→ **What is being asked**:
Please give back, word for word, only the lines starting at the one containing "Query: billboard" and ending at the one containing "x=507 y=225" within the material below.

→ **Recorded data**:
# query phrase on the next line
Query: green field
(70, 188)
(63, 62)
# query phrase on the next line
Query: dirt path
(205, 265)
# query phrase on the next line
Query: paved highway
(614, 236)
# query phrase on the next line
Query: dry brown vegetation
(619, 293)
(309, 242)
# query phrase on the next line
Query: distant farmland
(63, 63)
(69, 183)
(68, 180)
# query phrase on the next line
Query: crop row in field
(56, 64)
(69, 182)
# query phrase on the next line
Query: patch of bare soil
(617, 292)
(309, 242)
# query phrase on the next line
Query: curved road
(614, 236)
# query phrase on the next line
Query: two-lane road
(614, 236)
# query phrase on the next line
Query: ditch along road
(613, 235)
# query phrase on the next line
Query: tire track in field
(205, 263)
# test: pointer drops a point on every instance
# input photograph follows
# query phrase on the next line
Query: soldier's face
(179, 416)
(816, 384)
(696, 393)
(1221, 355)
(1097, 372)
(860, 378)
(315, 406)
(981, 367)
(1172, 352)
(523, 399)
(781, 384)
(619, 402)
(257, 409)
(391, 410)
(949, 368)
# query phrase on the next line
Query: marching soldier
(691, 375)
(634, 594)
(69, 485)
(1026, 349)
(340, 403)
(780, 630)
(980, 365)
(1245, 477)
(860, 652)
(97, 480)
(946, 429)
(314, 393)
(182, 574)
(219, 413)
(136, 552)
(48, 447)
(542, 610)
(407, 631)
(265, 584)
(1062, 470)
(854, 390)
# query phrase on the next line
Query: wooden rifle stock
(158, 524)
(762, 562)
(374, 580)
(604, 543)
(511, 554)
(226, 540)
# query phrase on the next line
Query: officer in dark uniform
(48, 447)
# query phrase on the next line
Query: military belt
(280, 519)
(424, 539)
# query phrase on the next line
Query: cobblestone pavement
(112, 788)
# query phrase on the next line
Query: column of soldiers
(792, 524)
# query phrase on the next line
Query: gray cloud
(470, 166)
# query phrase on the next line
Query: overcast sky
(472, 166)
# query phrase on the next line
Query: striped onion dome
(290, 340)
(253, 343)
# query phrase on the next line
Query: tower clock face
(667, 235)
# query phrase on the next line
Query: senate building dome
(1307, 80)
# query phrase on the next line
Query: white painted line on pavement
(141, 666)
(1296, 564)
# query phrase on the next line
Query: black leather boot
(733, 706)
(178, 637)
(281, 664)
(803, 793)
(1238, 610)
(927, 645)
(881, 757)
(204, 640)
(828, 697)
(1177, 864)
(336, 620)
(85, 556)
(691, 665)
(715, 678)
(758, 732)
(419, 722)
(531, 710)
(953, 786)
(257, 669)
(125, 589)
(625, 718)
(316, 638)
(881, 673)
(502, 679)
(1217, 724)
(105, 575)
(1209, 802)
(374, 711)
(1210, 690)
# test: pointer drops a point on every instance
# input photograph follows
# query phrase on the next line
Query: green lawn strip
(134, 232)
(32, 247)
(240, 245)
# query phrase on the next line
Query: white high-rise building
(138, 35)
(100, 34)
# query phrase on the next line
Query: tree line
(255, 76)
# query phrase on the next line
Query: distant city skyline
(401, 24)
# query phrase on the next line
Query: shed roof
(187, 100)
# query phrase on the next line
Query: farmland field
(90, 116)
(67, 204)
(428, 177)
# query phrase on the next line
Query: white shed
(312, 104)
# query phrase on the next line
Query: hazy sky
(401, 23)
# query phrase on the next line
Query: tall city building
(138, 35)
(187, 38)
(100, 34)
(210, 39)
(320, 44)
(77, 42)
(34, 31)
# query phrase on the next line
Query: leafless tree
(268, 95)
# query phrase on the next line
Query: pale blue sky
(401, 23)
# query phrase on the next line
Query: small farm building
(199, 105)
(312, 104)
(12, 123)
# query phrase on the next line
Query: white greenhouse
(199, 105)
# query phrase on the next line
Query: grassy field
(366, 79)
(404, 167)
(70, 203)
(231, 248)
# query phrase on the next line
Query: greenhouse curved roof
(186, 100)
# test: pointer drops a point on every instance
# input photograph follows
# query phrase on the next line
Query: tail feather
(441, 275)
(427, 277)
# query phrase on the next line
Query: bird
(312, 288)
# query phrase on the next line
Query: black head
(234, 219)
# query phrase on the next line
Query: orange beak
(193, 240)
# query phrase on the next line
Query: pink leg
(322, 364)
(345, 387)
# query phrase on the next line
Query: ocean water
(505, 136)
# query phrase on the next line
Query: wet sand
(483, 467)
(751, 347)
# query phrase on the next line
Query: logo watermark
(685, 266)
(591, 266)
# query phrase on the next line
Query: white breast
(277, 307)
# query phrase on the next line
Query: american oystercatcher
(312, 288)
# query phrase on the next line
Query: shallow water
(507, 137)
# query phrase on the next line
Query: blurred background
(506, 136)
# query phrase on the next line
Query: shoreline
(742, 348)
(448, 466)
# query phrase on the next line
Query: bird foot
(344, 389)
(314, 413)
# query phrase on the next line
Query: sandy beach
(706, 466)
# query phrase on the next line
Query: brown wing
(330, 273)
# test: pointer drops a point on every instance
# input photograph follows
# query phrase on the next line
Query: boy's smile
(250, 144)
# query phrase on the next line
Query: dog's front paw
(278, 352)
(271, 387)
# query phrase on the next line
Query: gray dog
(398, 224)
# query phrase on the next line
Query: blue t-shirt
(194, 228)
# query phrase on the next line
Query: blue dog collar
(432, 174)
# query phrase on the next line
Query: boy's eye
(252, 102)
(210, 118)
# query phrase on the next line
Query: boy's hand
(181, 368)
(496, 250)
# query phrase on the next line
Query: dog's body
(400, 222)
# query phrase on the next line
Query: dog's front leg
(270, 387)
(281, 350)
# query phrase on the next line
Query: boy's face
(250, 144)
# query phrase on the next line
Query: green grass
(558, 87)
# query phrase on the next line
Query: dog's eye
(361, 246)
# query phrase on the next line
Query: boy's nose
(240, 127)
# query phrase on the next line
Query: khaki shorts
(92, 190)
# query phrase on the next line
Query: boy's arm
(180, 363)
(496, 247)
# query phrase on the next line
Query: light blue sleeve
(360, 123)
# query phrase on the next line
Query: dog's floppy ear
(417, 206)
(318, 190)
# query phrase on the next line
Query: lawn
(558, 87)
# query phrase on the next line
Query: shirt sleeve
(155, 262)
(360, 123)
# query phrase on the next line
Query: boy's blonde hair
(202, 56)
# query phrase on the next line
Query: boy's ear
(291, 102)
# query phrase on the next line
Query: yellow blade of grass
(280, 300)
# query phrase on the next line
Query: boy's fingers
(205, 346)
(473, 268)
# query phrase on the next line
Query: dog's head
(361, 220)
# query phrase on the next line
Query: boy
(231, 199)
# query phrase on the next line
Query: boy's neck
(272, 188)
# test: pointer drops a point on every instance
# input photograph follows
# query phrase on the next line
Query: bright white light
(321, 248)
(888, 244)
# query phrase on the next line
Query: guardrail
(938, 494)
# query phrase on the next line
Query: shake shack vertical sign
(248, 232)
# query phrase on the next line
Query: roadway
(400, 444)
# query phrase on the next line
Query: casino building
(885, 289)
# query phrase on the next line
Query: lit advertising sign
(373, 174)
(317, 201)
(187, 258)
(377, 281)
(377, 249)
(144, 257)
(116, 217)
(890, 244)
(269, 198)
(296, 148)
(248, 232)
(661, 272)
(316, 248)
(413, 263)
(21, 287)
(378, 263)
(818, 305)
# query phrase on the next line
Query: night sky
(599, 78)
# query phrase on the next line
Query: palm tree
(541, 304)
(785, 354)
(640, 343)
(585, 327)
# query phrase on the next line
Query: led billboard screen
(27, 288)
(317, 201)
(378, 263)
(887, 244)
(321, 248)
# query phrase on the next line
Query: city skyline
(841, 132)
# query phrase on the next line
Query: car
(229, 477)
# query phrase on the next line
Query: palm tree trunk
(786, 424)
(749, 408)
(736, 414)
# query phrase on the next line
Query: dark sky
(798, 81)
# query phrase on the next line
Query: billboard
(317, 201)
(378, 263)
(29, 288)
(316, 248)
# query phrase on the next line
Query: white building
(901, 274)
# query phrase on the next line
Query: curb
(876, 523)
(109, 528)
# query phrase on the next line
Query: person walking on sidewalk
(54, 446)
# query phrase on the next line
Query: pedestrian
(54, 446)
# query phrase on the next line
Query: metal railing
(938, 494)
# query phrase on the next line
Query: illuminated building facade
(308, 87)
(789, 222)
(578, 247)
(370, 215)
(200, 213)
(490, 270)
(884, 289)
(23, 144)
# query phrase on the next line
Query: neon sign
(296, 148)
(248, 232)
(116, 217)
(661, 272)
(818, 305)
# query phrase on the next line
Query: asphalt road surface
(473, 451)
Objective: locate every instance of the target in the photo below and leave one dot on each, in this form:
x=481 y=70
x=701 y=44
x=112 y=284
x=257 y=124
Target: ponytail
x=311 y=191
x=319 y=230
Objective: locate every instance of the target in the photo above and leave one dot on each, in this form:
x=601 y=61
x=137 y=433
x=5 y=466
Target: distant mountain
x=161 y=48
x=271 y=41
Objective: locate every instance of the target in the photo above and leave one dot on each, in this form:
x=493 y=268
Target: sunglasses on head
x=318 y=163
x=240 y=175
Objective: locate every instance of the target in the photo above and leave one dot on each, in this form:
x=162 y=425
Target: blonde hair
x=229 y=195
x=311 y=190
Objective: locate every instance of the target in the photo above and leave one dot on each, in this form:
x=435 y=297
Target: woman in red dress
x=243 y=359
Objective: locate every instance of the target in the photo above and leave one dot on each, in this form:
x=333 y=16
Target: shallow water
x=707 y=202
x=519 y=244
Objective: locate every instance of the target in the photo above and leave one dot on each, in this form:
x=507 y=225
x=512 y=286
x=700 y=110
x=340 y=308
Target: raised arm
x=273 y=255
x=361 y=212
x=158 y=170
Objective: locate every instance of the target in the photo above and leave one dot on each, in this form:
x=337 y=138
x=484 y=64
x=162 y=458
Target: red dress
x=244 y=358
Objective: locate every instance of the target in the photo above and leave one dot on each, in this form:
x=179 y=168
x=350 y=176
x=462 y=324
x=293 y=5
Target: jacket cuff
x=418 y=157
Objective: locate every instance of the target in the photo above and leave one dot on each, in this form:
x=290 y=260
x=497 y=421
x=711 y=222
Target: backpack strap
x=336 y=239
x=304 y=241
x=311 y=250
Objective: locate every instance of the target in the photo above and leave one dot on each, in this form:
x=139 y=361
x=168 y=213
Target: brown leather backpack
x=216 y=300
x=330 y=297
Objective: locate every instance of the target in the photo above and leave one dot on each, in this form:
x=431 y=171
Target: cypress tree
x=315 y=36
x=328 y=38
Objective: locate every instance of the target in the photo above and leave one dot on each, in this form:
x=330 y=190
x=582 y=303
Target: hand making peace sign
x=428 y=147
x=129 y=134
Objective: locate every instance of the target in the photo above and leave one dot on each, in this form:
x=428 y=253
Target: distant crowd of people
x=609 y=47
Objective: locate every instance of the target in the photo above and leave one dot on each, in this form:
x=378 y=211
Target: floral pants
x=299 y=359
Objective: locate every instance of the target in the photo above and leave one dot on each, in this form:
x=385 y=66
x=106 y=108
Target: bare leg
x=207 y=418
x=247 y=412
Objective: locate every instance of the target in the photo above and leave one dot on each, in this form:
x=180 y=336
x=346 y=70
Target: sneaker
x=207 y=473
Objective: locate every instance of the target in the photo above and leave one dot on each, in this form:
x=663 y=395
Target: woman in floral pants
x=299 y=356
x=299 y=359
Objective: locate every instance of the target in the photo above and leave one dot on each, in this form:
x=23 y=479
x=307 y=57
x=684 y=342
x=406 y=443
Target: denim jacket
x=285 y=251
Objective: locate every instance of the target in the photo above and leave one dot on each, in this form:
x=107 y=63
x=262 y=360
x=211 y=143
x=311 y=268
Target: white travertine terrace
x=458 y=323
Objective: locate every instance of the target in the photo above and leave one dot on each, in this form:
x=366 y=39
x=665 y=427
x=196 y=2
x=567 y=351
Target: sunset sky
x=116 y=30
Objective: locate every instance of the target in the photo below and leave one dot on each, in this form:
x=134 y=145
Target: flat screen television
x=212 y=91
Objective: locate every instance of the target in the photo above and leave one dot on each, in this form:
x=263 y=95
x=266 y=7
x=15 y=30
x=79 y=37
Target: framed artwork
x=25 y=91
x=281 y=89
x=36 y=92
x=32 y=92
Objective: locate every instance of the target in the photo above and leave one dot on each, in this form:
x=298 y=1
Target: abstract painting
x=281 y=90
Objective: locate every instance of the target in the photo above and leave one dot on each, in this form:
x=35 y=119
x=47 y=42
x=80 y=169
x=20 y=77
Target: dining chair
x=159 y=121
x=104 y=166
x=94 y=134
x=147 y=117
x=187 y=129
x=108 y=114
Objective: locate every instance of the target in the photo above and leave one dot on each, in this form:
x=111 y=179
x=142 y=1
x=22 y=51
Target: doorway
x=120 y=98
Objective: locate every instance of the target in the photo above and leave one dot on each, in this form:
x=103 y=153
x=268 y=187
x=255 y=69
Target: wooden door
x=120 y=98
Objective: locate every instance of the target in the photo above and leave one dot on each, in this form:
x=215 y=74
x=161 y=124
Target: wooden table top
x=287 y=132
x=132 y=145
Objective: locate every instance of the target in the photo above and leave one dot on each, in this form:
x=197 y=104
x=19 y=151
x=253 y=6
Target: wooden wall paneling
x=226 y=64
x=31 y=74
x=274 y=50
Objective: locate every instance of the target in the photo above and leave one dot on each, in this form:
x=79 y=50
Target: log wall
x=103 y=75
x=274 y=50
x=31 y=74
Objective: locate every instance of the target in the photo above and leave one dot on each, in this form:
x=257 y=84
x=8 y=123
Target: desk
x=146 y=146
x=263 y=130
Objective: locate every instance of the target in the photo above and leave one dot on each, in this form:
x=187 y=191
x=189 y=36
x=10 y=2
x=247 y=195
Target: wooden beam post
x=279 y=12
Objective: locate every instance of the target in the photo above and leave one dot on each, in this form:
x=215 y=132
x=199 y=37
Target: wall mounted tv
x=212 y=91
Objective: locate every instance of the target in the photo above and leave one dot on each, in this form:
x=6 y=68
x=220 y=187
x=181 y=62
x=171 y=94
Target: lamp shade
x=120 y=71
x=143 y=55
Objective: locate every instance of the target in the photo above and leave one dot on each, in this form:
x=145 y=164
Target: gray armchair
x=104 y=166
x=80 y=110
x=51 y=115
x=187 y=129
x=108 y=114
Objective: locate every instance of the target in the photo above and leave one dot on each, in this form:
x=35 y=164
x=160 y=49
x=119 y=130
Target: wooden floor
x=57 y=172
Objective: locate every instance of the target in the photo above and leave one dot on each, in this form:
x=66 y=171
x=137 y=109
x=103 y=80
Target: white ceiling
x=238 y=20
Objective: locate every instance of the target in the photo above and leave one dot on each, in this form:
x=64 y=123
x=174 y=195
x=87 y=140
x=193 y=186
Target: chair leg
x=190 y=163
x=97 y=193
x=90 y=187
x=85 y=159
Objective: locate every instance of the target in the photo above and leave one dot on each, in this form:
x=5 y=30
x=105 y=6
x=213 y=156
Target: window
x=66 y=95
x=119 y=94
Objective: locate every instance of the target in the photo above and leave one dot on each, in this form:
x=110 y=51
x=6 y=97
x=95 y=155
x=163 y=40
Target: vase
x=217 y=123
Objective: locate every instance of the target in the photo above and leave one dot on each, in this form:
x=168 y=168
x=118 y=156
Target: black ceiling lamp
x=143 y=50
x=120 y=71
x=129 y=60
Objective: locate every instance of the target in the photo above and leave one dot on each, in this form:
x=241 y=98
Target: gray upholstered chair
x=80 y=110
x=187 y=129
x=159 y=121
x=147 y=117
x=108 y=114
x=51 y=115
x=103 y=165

→ **Task output**:
Query: billboard
(317, 201)
(378, 263)
(29, 288)
(316, 248)
# query phrase on the next line
Query: white building
(901, 274)
# query phrase on the next line
Query: curb
(876, 523)
(109, 528)
# query phrase on the next line
Query: person walking on sidewalk
(54, 446)
# query phrase on the next line
Query: pedestrian
(54, 446)
# query phrase on the next line
Query: metal railing
(938, 494)
# query phrase on the next line
Query: illuminated building facade
(308, 87)
(789, 222)
(578, 247)
(370, 215)
(200, 213)
(490, 270)
(884, 289)
(23, 144)
# query phrase on the next line
Query: neon sign
(296, 148)
(248, 232)
(116, 217)
(661, 272)
(818, 305)
# query phrase on the next line
Query: asphalt road surface
(473, 451)
Objective: locate every instance of the target in the photo below and leave one dot on each, in this form:
x=481 y=70
x=701 y=44
x=112 y=284
x=257 y=124
Target: ponytail
x=311 y=191
x=319 y=230
Objective: locate every instance of the target in the photo above and leave one dot on each, in this form:
x=601 y=61
x=137 y=433
x=5 y=466
Target: distant mountain
x=161 y=48
x=271 y=41
Objective: locate every instance of the target in the photo above and leave one dot on each, in this form:
x=493 y=268
Target: sunglasses on head
x=318 y=163
x=240 y=175
Objective: locate every instance of the target in the photo above and leave one dot on each, in this form:
x=162 y=425
Target: blonde hair
x=229 y=195
x=311 y=190
Objective: locate every instance of the target in the photo above and leave one dot on each, in this form:
x=435 y=297
Target: woman in red dress
x=243 y=359
Objective: locate every instance of the target in the photo above and leave one dot on each, in this form:
x=333 y=16
Target: shallow water
x=707 y=202
x=519 y=244
Objective: locate every instance of the target in the photo above and leave one dot on each, in this form:
x=507 y=225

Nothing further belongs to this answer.